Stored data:
⟨
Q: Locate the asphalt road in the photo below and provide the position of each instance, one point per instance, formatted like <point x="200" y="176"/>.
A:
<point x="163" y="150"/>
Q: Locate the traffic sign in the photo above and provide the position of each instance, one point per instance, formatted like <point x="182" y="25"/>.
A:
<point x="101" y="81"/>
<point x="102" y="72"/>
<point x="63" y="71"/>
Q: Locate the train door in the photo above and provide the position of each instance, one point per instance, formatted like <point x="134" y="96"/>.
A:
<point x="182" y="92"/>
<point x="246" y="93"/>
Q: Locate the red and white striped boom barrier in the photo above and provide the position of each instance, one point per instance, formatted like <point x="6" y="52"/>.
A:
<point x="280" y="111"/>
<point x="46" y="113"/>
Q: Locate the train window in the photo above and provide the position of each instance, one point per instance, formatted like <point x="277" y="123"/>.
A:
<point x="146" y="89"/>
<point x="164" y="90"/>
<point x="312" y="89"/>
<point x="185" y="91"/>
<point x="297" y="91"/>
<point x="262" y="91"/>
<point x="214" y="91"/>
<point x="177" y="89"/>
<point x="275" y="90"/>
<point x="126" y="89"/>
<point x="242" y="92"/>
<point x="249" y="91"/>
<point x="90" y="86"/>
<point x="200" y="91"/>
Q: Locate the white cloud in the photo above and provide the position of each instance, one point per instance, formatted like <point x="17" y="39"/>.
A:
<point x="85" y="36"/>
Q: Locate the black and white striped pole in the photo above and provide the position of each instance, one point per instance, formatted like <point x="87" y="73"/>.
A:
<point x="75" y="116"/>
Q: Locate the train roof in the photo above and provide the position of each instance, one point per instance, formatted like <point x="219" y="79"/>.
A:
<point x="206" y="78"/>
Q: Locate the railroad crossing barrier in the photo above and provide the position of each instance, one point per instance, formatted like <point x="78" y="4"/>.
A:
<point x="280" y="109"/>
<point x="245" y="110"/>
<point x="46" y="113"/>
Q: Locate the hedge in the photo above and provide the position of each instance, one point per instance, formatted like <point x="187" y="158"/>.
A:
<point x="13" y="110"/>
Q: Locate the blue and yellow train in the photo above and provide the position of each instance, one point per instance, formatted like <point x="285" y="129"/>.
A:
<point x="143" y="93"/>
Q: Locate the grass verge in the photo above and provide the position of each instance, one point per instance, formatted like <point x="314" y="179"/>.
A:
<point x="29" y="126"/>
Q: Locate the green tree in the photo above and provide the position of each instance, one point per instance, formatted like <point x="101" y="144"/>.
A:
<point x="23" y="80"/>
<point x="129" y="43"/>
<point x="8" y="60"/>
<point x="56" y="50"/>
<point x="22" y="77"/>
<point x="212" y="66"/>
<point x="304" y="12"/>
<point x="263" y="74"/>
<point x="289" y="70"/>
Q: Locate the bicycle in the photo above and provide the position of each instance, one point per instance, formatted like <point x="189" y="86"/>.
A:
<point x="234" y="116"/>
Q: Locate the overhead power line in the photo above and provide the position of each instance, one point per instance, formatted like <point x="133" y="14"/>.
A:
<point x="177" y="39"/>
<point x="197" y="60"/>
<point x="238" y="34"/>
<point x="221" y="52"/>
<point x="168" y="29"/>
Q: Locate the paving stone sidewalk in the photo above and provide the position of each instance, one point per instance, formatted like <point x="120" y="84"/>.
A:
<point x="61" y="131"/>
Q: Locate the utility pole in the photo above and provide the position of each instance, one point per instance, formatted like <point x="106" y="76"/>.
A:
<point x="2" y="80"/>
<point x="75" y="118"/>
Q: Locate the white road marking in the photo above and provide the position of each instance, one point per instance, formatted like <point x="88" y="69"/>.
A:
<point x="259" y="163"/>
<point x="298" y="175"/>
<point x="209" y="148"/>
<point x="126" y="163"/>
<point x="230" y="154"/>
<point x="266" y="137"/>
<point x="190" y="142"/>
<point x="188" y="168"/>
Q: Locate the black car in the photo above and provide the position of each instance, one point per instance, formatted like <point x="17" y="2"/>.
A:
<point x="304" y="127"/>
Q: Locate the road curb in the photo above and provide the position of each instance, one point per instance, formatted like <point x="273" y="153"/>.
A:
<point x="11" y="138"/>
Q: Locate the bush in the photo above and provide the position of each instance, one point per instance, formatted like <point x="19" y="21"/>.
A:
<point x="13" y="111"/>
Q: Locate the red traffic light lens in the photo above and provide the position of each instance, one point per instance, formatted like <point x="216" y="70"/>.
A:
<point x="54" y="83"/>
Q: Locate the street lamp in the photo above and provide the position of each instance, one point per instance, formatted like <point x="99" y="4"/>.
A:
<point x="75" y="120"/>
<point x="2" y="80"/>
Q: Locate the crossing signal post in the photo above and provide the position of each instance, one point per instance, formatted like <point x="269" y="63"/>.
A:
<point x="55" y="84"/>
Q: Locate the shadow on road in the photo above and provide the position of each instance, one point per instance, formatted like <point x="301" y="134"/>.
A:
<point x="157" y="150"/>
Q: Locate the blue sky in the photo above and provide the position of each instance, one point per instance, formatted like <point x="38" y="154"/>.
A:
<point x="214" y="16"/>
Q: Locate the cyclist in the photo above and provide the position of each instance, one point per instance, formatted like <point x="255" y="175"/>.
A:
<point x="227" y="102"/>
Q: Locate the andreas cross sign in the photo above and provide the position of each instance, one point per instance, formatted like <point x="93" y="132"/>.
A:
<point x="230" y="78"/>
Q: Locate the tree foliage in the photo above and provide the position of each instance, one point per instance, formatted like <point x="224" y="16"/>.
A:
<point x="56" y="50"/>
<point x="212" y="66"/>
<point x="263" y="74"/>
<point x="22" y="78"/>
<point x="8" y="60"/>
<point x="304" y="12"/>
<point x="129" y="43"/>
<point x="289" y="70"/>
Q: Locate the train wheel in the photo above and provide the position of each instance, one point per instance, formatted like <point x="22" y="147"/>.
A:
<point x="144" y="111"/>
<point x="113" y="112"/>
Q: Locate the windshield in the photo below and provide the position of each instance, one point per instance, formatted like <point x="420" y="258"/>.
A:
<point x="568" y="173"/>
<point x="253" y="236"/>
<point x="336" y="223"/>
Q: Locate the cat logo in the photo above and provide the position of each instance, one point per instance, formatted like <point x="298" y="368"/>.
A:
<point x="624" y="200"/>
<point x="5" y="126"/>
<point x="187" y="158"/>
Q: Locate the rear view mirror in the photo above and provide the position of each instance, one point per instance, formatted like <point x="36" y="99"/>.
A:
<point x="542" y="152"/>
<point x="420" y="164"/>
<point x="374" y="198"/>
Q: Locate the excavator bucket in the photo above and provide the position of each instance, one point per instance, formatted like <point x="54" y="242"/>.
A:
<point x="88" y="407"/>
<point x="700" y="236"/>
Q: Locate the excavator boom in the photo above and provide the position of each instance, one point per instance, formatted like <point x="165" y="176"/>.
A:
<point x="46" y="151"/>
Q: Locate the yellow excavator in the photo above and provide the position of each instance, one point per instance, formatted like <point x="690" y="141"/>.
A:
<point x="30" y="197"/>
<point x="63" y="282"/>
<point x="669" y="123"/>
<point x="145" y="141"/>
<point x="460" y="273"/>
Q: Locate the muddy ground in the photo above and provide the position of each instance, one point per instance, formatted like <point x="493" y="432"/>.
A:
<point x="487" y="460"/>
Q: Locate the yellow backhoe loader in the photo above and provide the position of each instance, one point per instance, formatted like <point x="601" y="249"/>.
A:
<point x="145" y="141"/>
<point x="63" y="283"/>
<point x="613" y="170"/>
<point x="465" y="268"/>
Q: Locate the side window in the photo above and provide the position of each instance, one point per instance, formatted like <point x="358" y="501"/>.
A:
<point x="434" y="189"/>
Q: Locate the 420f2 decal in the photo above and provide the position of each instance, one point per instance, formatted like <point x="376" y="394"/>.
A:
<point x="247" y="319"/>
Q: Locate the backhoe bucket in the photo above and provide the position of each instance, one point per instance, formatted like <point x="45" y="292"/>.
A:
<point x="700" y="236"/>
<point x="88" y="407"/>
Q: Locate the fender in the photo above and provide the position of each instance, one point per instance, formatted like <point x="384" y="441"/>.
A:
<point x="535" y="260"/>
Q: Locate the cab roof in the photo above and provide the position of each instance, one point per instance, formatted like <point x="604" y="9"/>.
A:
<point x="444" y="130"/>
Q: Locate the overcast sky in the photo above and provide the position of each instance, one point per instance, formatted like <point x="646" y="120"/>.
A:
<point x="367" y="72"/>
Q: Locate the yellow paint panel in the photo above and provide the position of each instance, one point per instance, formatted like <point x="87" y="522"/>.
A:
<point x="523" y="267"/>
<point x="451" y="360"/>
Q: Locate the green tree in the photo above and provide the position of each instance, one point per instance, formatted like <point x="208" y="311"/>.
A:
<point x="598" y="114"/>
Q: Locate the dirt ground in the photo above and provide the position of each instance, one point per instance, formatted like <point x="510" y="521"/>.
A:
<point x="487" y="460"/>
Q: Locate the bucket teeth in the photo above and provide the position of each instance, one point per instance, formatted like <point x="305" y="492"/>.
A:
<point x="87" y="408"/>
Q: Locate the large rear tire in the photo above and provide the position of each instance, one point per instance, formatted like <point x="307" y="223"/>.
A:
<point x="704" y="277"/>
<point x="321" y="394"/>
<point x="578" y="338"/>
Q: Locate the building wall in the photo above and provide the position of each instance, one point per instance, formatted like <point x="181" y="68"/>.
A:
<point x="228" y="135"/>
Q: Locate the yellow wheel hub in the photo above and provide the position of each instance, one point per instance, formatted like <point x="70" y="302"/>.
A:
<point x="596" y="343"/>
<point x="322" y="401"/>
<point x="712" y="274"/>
⟩
= Task description =
Reproduce the lines of the material above, from the line containing "Q: Locate the building" through the end of the material, inclusive.

= Written solution =
Q: Locate the building wall in the photo above and provide the position of each instance, one point per instance, formatted like <point x="181" y="68"/>.
A:
<point x="228" y="135"/>
Q: Locate the yellow wheel hub in the photo above and provide the position of each instance, one point per instance, formatted like <point x="70" y="302"/>.
A:
<point x="596" y="343"/>
<point x="322" y="401"/>
<point x="712" y="274"/>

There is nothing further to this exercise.